Source passage:
- Opening Delimiter -

These aren't the only merits of the film. The story is strong, I cared about the characters and what they did to each other. The dialogue often falls below hissed whispers and actor's mumbled period accents, but I was always able to keep up with the cold blooded tragedy of the story visually. This is not to say that the film had a wealth of visual conceits - the trees in the forest move forward, they stand still, they move back, there are few elements included in the frame that turn a rectangle into a whole world. He limits the subject of race feels limited to physiography, this could have still been a story about South Asian on the Indian/Pakistani border in the 70's. The universal story and the universal characters within it are men and women ruled by the kind of brutality festering somewhere like a disputed border or a front line. The point was to make characters whose identities change as these lines sweep over them.

Ultimately, despite all of the above, the indifference to setting is exactly what I didn't like about the film. In general, American cinema's retreat into the forest has been a retreat from an ability to make worlds. Filmmakers have instead clung desperately to their characters in the empty frames of Place Beyond The Pines, Ain't Them Bodies Saints, Wendy And Lucy, King Avalanche, et al. Sometimes it's the forest, sometimes the beach, sometimes a farm, sometimes it's the suburbia of Prisoners, it doesn't matter, because no one knows what to do with a shot. Concerns shrink from world to story, to character, to the minutia of an imprisoned kind of realism.  This is a cinema of anxiety, of an inability to collect the world in images, to relate the shape of a human body to broader patterns that traditionally make up visual style. The relationship of universal to particular is off kilter: a movie about black slaves could be about Mexican migrant workers - isolated in the universal - but every actor is alone in his pleasant but arbitrary frame - isolated in the particular.

These filmmakers are not Malick's, their cinematographers are not Vilmos Zsigmond's. Their concern with natural landscapes mark a shift rather than a return in American cinema. Malick translated Heidegger and taught philosophy at MIT, if he wanted to film an Andrew Wyeth painting at magic hour with Camille Saint-Saens's "The Aquarium" playing on repeat for 90 minutes, he likely had a reason. If he set Days of Heaven during The Depression, he also had a reason. The two reasons are also likely connected. They might even be the reasons to make a movie in the first place.

- Closing Delimiter -

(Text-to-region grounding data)
- Opening Delimiter -

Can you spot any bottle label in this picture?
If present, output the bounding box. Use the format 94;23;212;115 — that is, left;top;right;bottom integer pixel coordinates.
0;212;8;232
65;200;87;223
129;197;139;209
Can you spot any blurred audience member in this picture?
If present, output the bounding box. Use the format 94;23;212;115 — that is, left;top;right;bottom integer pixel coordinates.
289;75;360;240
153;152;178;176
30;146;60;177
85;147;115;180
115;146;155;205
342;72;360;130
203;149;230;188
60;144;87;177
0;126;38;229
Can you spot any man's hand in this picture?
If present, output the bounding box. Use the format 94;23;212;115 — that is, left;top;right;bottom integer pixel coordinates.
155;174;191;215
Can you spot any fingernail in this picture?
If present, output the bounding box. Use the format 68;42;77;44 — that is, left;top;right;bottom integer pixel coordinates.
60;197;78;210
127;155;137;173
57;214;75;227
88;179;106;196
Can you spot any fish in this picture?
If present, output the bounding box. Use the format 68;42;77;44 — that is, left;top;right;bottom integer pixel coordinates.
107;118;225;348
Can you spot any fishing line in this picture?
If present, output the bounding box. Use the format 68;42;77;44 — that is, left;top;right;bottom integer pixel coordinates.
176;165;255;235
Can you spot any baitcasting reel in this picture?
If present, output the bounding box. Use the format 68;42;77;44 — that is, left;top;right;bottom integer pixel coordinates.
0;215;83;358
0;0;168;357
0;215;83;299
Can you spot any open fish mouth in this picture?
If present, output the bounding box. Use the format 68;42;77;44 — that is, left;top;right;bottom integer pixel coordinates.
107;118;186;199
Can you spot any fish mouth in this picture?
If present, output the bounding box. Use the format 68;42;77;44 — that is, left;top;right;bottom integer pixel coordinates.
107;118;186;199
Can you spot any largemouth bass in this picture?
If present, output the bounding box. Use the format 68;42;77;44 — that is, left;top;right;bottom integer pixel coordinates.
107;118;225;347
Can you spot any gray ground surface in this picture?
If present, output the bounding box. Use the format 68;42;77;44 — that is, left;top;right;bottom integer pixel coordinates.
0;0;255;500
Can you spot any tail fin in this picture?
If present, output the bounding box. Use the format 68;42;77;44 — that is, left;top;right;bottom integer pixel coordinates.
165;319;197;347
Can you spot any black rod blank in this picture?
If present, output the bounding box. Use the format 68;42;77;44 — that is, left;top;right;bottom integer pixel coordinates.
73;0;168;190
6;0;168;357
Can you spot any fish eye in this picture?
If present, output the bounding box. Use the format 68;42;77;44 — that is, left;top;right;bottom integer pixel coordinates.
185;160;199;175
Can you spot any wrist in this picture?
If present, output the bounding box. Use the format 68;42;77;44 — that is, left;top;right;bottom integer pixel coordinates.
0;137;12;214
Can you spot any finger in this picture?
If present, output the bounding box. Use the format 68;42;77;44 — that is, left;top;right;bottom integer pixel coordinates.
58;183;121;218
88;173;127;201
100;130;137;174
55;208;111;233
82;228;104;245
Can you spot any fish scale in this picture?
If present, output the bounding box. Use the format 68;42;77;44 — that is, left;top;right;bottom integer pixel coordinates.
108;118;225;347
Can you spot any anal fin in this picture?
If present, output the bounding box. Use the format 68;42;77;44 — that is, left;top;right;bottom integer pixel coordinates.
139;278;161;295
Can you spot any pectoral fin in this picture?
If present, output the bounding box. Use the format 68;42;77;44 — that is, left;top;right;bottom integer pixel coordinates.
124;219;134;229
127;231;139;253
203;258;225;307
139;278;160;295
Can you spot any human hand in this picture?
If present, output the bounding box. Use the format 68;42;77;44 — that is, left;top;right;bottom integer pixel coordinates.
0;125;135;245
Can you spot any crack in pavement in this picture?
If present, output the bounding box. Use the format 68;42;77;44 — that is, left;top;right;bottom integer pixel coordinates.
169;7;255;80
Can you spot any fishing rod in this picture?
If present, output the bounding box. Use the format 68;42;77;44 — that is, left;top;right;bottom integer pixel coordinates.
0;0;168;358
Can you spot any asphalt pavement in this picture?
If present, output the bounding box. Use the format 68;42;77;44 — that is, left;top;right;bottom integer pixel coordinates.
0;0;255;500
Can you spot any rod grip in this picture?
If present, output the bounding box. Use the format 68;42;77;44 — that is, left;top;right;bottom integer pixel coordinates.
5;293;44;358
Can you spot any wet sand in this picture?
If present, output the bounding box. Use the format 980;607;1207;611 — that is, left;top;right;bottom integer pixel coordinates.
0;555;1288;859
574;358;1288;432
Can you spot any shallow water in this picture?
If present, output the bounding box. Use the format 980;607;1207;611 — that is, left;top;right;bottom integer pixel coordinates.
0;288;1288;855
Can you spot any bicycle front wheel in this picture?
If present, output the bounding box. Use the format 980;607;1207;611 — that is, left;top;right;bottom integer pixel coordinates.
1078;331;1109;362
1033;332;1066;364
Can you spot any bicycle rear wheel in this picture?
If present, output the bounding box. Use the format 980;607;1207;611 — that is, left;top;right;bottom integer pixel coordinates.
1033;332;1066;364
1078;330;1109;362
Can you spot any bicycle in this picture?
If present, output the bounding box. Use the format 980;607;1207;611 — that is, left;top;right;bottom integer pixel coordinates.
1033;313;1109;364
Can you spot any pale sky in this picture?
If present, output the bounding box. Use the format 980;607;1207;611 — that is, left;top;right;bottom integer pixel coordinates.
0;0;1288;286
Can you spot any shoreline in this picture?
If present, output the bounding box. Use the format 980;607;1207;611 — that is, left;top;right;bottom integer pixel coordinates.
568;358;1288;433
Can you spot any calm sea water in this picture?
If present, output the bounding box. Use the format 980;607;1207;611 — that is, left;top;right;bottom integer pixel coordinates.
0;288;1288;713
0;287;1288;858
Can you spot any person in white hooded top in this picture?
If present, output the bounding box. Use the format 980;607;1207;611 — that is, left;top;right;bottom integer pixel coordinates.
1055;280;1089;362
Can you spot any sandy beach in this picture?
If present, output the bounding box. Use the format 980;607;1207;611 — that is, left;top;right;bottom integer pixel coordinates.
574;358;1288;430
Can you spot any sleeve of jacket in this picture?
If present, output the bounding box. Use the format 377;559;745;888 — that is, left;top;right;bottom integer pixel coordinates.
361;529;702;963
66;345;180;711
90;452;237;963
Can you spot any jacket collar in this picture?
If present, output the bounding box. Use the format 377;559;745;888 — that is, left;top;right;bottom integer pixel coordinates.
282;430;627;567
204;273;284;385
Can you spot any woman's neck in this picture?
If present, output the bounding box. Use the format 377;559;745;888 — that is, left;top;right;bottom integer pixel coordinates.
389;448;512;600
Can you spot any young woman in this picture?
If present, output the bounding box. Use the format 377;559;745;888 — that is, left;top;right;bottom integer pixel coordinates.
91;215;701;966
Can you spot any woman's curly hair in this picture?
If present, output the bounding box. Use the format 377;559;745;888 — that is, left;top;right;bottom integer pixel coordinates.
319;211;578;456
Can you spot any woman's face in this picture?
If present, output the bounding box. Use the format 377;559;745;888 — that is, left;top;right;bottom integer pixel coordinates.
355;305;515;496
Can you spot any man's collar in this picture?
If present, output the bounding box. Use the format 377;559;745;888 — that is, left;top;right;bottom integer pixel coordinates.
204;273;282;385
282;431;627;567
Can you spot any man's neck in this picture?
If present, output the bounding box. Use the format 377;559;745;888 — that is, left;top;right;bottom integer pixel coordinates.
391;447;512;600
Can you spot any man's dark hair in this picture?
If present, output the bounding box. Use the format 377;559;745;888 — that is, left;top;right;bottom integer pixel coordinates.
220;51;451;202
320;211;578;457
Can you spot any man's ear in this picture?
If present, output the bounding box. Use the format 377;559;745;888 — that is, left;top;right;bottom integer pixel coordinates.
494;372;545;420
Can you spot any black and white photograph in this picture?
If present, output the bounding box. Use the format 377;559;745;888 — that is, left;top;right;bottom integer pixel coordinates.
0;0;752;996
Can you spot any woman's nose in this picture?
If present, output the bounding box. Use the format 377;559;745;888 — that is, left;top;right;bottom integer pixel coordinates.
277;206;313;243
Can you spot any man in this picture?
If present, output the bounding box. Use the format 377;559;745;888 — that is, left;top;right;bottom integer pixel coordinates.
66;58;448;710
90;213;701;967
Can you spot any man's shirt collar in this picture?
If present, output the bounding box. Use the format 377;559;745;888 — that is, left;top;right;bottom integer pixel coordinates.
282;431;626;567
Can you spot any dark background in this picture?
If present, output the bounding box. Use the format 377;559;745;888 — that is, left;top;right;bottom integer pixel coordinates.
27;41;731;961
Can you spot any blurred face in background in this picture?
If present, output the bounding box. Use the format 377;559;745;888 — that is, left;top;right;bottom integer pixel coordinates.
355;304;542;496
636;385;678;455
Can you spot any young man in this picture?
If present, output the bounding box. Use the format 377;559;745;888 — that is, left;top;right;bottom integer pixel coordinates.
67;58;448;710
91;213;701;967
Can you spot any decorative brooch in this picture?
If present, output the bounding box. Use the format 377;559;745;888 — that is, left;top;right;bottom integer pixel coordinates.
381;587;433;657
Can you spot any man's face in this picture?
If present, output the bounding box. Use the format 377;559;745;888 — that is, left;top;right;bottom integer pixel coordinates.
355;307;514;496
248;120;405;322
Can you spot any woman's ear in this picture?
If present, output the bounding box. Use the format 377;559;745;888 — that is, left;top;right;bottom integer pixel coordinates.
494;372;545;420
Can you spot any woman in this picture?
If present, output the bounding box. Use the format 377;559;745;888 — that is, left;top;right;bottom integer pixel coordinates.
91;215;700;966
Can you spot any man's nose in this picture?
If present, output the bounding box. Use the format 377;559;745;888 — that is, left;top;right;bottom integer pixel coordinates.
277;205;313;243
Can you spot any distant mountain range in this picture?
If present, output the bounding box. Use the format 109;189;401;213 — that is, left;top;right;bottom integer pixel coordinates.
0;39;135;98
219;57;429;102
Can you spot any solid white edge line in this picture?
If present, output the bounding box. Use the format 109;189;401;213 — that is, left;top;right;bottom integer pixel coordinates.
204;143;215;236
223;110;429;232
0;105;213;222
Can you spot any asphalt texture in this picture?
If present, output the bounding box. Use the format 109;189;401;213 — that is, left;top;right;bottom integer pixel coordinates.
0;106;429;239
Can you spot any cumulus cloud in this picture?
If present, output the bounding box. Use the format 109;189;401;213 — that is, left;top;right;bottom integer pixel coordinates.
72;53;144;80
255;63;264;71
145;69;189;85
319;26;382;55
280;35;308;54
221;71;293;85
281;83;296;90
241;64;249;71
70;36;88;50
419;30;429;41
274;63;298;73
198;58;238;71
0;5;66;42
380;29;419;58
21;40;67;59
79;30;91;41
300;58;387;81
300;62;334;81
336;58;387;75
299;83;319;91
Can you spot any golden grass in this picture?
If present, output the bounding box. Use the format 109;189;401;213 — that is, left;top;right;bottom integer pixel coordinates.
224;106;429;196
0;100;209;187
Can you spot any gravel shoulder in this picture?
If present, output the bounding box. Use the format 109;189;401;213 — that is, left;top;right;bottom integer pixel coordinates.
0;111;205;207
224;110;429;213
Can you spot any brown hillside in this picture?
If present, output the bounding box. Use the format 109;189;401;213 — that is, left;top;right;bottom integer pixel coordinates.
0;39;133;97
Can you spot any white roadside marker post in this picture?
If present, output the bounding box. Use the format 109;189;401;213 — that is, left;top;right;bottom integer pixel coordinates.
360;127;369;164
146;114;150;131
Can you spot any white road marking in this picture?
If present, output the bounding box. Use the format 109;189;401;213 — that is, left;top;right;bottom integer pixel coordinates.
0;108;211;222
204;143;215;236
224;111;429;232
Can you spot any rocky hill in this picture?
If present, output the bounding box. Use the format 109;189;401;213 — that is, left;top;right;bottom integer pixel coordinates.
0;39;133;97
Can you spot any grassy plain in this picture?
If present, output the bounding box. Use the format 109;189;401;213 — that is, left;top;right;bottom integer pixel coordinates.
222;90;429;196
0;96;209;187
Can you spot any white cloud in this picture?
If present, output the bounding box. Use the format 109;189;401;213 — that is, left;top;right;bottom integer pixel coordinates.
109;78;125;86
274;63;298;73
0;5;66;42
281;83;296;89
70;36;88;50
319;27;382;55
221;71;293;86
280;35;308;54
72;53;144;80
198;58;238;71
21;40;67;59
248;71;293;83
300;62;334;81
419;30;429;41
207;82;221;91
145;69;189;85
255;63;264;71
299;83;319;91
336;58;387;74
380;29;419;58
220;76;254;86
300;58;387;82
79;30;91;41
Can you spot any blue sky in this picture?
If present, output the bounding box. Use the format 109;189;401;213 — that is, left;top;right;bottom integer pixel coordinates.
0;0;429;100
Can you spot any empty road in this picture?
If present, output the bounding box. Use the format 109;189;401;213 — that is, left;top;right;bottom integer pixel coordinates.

- Closing Delimiter -

Tasks and exercises:
[A] According to the film review, where did Malick teach philosophy?
[B] Copy the film review word for word from "These filmmakers are" to "the first place.".

Answer list:
[A] At MIT.

[B]
These filmmakers are not Malick's, their cinematographers are not Vilmos Zsigmond's. Their concern with natural landscapes mark a shift rather than a return in American cinema. Malick translated Heidegger and taught philosophy at MIT, if he wanted to film an Andrew Wyeth painting at magic hour with Camille Saint-Saens's "The Aquarium" playing on repeat for 90 minutes, he likely had a reason. If he set Days of Heaven during The Depression, he also had a reason. The two reasons are also likely connected. They might even be the reasons to make a movie in the first place.